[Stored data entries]
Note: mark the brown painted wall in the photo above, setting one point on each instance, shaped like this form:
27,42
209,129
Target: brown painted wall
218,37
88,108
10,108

### WORK TO COMPLETE
An exact repeat of all the records is required.

### REPLY TO THE TASK
Note: mark the brown painted wall in the photo above, setting one point on each instance, shaped like this form:
27,42
209,129
Target: brown painted wall
218,37
88,108
10,108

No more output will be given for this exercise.